··· Passage
Trial by Fire

For those of you that don’t know, Anthony and I, along with our church and community, lost a great friend last Thursday. The executive pastor at Crossroads Church, Kenny Comstock and his wife Melissa, were killed in a car accident. For the last few days we’ve all been trying to wrap our brains around this because everyone else involved, including their three children, survived. When I say that I was rocked by hearing this, it’s not an exaggeration. My best friend had gotten word before this even started to make its way through the church community so she text me and I remember praying “God don’t let this be true, please let this be a mistake.” I started internet searching for anything I could find. Any sort of accident report hoping maybe they were just critically injured. Nothing. I couldn’t find anything. My next course of action was deciding how to tell Anthony because this was a man that he cared for dearly. Kenny had been mentoring Anthony on pursuing seminary and I think Kenny was the first man that had actually reached Anthony on a spiritual level. He was someone Anthony had actually been honest with and he didn’t hide anything from. I think Kenny was someone that saw the real Anthony and accepted and loved him without any hesitation. So to deliver the news to him that Kenny was no longer with us was the most heart breaking and gut wrenching thing I’ve done in a long time.
······
··· Given data
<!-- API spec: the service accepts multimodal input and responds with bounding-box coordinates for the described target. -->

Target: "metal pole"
······
- **Requirement 1**
In the post about losing Kenny Comstock, what role did Kenny hold at Crossroads Church?
- **Requirement 2**
Carry the post about losing Kenny Comstock forward from its final sentence.
The material has no connection to the post about losing Kenny Comstock.

- **Result 1**
He was the executive pastor.

- **Result 2**
Fast forward to Sunday morning. We were well aware that this was not going to be an easy day. I had to meet with the other children’s ministry leaders, like we do every Sunday, before church started and you could feel the heaviness in the air. We went through our usual housekeeping issues and the Sean moved on to the harder topic. He said for the last couple of days he had struggled to find the words to speak to us, but he and his wife and decided that Kenny had the best words for us. They showed us a clip from one of Kenny’s sermons and Kenny was talking about how the question is not “why is God allowing this tragedy to happen?” The question we need to ask is “will you still believe in God even when you don’t understand him?” Then we go to service and Jeremiah, the lead pastor, talks about how when he was laying face down, crying out to God over this tragedy, all God said to him was “Jeremiah, will you still believe what you preach?” I’m not gonna lie, my emotions have been all over the place on this. I’ve been angry, sad, apathetic, heartbroken, and comforted. I had my moments of “God why did you do this to us, to their children, to our church, etc.,?” I’m thinking to myself, “the God I know is all good, so why did something so bad happen?” That’s our natural instinct isn’t it? We want someone/something to blame and when we don’t have someone God is the first one we blame. “God did this. God wants to hurt us. God is evil.”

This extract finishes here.